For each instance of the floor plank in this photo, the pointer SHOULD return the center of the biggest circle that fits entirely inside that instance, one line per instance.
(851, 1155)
--------------------------------
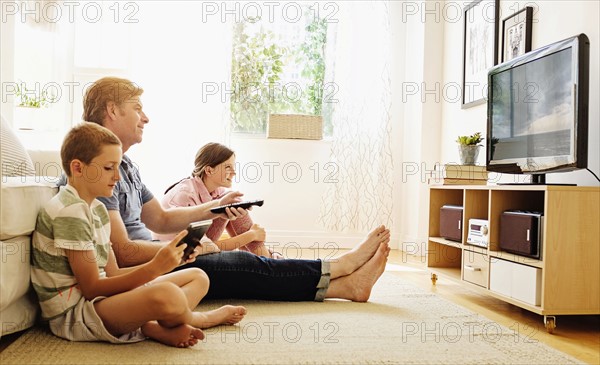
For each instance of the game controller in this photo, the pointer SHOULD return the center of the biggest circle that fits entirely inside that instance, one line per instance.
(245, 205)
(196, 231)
--------------------------------
> [WHAT IS BEING ASKED] Rewrite the stretch of rows from the one containing "For each instance of the floor" through the one containing "(851, 1155)", substituting "wooden board" for "floor plank" and leaving everything else unchanged.

> [CORRECT RESPONSE]
For each instance of the wooden board in this photo, the pointer SHOULD return the center of the biggest circle that fits entirely inside that instance, one line per instance.
(851, 1155)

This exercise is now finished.